Verify an specific file

coldkeep verify file <file_id> --level standard
coldkeep verify file <file_id> --level full
coldkeep verify file <file_id> --level deep

Notes

Deep verification performs full reads of container files and may be slow

Recommended for periodic integrity audits rather than frequent execution


Design sketch

Core tables:

  • logical_file
    User-visible file entry (name, size, file_hash).

  • chunk
    Content-addressed chunk (chunk_hash, size, ref_count, container_id, offset).

  • file_chunk
    Ordered mapping between logical files and chunks.

  • container
    Physical container file storing chunk data.

Containers are stored on disk under:

storage/containers/

Lifecycle states:

  • logical_file: PROCESSING → COMPLETED → ABORTED
  • chunk: PROCESSING → COMPLETED → ABORTED

These states allow coldkeep to detect interrupted operations and recover safely on startup.


Project structure

coldkeep/
│
├─ cmd/
│   └─ coldkeep/          # CLI entrypoint
│
├─ internal/
│   ├─ chunk/               # chunking and compression logic
│   ├─ container/           # container format + container management
│   ├─ db/                  # database connection helpers
│   ├─ listing/             # file listing operations
│   ├─ maintenance/         # gc, stats, and verify_command
│   ├─ recovery             # system recovery logic
│   ├─ storage/             # store / restore / remove pipeline
│   ├─ utils_compresion/    # small compresion helper utilities
│   ├─ utils_env/           # small env helper utilities
│   ├─ utils_print/         # small print helper utilities
│   └─ verify/              # verify logc for system or file
│
├─ tests/                 # integration tests
├─ scripts/               # smoke / development scripts
├─ db/                    # database schema
│
├─ docker-compose.yml
├─ go.mod
└─ README.md

internal/ packages implement the storage engine.

Given material |
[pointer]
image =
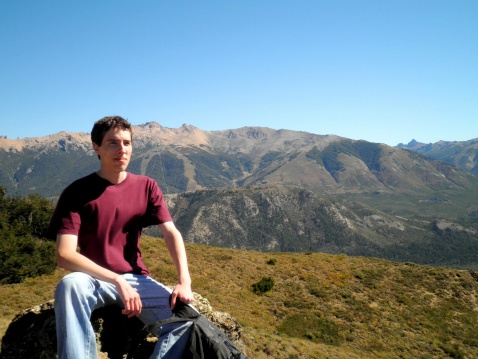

What you will do | Render this sentence from the coldkeep documentation in Spanish: "These states allow coldkeep to detect interrupted operations and recover safely on startup." The material above comes from a separate source and is unrelated to the coldkeep documentation.

Response below | Estos estados permiten que coldkeep detecte operaciones interrumpidas y se recupere de forma segura al iniciarse.